*** Extract to read Section Begins ***

Can Sin City survive without the gift of free water?
With the famous slogan, “What happens in Vegas, stays in Vegas,” the Las Vegas Convention and Visitors Authority promises sin—without the wages of sin. Not to be outdone, the local water authority reaches out to newcomers with the offer of cheap and abundant water in the middle of a scorching desert.
Or, rather, it did until recently. The city fathers of Las Vegas are just beginning to appreciate the truth of one of Ben Franklin’s maxims—“When the well’s dry, we know the worth of water.”
Cheap and abundant water was the magic fuel that powered the city’s growth for more than half a century. It fed lawns, filled pools, jetted out of fountains, and led to the creation of scores of golf courses (some 60 in all) that dotted around a metropolitan area of close to 2 million people.
But now the magic’s gone. There is no free water for future growth.
Water in Las Vegas is still cheap, by the standards of most cities. But it is no longer abundant. At the current price, which is based on historic cost and does not reflect the hard fact of present and impending scarcity, there is just enough water to accommodate the needs of existing residents. That is to say, water is subject to strict rationing. The Southern Nevada Water Authority (SNWA) and its sister organization—the Las Vegas Valley Water District (LVVWD)—have adopted a wide range of restrictions to micromanage and limit water usage, including one that bans restaurants from serving unsolicited tap water and another that prohibits the planting of grass at commercial properties and new residential front yards. LVVWD maintains its own “water police” who patrol the city looking for sprinklers running at prohibited times and other cases of wasteful or illegal water use.

*** Extract to read Section Ends ***

Task list:
• 1. Update the Las Vegas water article between "Or, rather, it" and "2 million people.", inclusive, so that "city fathers" becomes "civic leaders".
• 2. Answer these questions from the Las Vegas water article.
(a) Approximately how many golf courses were created around the metropolitan area?
(b) What is the full name of the organization abbreviated as LVVWD?
(c) On what is the current price of water in Las Vegas based?

*** Material provided Section Begins ***

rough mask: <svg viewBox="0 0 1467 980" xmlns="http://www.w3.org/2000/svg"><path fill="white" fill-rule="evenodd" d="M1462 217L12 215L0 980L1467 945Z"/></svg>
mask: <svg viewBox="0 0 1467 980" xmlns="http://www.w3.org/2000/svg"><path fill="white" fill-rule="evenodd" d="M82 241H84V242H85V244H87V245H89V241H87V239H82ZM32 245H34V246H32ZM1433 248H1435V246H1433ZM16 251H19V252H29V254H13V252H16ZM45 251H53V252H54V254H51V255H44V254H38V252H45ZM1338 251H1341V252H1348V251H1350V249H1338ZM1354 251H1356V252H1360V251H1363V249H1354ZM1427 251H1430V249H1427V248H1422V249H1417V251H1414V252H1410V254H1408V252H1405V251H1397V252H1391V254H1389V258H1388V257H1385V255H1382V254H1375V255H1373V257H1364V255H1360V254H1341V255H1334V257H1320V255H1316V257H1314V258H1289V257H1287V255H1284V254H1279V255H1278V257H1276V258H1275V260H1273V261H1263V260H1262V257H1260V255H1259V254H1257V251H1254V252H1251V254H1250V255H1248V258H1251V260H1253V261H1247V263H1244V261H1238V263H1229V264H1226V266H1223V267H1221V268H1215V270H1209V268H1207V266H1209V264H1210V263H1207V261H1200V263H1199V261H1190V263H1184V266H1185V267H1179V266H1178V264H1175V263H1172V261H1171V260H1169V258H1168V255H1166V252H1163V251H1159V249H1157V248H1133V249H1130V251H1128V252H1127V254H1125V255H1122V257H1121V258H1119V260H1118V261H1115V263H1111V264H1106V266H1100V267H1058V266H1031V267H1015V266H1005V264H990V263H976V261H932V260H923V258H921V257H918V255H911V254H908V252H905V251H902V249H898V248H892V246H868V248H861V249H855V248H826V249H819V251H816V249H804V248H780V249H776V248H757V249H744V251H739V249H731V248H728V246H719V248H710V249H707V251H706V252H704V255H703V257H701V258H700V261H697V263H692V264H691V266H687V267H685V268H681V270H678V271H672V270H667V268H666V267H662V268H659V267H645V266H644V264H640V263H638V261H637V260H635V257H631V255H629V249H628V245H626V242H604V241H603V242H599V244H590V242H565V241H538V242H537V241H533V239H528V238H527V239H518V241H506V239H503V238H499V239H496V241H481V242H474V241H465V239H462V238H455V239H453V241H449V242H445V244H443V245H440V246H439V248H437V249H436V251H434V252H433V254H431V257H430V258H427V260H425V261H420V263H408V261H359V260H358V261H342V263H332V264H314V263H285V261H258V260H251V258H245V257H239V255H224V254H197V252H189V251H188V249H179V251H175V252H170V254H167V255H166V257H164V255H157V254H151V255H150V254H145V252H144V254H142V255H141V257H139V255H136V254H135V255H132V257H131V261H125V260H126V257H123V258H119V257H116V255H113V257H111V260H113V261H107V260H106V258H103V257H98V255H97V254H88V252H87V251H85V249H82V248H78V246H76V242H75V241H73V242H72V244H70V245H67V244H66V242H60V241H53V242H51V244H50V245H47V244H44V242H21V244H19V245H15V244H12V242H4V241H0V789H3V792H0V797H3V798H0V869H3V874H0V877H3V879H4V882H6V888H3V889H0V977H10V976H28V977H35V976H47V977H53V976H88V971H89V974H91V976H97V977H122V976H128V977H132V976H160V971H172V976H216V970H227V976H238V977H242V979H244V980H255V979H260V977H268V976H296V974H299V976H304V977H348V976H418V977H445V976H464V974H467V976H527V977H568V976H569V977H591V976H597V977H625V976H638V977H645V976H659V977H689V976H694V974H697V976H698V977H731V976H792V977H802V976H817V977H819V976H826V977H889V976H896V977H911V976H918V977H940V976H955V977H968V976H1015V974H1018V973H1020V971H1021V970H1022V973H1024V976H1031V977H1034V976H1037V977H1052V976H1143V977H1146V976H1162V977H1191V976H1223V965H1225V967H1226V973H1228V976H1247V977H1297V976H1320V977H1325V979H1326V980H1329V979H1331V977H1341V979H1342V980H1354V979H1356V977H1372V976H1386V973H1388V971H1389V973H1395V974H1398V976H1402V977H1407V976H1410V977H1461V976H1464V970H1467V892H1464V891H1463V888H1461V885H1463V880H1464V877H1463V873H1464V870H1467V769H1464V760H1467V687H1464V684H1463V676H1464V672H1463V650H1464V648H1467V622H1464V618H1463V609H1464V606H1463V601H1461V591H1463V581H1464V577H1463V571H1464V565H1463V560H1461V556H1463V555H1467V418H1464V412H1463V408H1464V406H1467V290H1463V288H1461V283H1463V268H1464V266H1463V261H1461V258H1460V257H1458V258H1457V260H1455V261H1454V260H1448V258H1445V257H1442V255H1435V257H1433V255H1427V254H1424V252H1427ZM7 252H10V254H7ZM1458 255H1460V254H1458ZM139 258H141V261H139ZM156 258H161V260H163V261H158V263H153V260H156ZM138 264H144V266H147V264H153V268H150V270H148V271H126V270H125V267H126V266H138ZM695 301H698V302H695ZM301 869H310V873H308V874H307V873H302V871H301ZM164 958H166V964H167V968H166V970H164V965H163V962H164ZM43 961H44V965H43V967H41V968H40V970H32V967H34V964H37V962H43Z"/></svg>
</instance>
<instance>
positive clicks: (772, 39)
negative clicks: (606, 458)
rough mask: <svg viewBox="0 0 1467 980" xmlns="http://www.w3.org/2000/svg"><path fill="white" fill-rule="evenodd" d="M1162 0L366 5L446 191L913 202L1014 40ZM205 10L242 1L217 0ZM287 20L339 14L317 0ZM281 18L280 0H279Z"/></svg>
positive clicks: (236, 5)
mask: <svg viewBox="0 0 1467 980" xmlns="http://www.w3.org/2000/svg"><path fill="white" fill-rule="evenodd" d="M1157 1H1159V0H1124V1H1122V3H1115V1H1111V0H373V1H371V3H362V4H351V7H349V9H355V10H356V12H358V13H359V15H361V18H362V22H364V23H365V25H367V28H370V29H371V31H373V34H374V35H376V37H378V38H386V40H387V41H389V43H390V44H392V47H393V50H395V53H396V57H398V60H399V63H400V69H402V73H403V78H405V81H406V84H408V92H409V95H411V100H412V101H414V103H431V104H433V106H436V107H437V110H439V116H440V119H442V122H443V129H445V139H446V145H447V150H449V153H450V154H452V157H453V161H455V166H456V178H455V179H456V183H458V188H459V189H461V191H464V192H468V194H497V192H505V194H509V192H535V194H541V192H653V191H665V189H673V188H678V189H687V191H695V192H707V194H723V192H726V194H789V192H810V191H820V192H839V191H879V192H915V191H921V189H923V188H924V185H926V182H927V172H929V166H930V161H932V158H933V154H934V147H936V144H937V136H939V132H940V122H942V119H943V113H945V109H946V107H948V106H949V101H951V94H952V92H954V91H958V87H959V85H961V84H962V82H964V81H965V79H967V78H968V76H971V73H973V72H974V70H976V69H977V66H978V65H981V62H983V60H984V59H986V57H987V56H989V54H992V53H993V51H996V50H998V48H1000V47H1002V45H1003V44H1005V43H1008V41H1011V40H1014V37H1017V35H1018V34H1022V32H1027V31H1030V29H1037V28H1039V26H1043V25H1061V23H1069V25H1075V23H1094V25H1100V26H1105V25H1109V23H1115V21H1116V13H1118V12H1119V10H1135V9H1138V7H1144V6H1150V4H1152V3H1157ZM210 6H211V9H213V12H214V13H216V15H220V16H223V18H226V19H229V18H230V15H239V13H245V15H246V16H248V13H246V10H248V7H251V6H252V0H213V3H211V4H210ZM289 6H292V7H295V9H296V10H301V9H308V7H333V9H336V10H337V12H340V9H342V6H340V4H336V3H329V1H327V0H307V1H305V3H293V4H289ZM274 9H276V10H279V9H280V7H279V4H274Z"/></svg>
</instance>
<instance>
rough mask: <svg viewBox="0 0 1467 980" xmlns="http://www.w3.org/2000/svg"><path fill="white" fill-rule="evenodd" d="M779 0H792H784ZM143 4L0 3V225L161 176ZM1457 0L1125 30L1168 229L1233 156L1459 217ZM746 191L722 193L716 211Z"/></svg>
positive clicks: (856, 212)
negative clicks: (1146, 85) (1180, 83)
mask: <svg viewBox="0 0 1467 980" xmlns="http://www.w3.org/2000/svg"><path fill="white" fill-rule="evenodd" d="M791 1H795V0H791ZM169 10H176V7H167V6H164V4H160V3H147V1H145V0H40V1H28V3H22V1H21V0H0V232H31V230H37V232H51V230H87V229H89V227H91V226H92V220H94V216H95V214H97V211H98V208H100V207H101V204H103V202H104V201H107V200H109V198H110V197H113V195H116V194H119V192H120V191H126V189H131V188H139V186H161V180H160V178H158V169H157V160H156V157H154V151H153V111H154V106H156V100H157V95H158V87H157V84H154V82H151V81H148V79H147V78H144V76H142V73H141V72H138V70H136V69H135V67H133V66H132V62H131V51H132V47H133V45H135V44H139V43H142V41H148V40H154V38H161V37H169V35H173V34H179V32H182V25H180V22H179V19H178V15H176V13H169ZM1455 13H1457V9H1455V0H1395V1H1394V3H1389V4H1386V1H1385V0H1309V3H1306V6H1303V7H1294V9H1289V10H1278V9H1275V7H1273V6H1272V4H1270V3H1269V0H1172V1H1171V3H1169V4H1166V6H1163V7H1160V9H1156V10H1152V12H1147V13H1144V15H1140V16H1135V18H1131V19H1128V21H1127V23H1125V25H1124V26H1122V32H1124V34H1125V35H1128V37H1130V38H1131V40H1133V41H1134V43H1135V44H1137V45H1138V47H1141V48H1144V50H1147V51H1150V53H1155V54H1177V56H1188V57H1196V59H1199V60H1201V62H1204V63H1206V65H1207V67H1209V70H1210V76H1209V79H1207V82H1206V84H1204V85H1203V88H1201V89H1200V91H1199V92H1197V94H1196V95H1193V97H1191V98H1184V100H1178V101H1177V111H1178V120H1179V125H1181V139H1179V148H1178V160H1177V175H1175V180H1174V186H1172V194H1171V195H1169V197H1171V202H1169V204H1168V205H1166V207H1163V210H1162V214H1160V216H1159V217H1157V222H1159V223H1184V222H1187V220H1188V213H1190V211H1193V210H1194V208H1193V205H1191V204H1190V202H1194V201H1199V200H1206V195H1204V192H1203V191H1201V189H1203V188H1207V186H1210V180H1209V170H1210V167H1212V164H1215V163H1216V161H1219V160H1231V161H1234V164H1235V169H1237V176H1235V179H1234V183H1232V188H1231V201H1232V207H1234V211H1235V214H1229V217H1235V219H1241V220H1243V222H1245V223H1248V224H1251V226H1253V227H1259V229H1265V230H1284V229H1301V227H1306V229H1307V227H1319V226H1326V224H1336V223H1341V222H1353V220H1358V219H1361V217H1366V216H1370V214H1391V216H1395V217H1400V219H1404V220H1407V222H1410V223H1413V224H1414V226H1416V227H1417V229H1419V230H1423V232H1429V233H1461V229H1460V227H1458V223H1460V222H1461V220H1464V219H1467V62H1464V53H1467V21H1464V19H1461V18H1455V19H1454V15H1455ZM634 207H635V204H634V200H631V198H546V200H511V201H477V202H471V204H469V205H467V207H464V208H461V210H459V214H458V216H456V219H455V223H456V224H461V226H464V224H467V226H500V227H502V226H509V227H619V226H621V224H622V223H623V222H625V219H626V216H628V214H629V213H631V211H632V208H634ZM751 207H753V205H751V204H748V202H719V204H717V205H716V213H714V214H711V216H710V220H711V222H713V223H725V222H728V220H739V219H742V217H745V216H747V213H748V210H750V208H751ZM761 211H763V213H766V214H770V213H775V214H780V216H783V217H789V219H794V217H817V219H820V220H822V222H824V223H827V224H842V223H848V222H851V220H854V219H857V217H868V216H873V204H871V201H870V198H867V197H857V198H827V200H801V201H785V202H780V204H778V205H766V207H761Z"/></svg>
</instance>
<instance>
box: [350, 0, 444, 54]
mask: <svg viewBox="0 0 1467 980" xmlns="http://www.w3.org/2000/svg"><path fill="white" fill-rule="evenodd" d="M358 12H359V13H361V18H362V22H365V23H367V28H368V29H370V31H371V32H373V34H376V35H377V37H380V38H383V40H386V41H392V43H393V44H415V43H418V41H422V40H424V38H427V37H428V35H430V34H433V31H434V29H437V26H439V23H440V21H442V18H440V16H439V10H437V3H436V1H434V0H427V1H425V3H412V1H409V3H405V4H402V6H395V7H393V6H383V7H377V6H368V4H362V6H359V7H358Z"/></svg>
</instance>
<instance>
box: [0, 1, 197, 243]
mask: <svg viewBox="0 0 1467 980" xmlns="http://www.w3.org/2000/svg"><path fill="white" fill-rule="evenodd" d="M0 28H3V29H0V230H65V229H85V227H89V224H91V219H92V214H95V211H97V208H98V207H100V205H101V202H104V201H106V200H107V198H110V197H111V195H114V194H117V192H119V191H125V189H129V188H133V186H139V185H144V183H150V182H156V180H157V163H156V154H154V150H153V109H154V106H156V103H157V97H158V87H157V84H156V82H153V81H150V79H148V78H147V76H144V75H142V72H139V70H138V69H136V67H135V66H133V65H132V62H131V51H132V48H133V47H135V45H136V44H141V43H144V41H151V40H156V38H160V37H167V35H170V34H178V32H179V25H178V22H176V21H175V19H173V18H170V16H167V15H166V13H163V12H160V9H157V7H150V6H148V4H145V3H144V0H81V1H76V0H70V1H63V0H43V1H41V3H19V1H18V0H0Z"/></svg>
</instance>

*** Material provided Section Ends ***

Outputs by task:
• 1.
Or, rather, it did until recently. The civic leaders of Las Vegas are just beginning to appreciate the truth of one of Ben Franklin’s maxims—“When the well’s dry, we know the worth of water.”
Cheap and abundant water was the magic fuel that powered the city’s growth for more than half a century. It fed lawns, filled pools, jetted out of fountains, and led to the creation of scores of golf courses (some 60 in all) that dotted around a metropolitan area of close to 2 million people.

• 2.
(a) Some 60.
(b) The Las Vegas Valley Water District.
(c) Historic cost.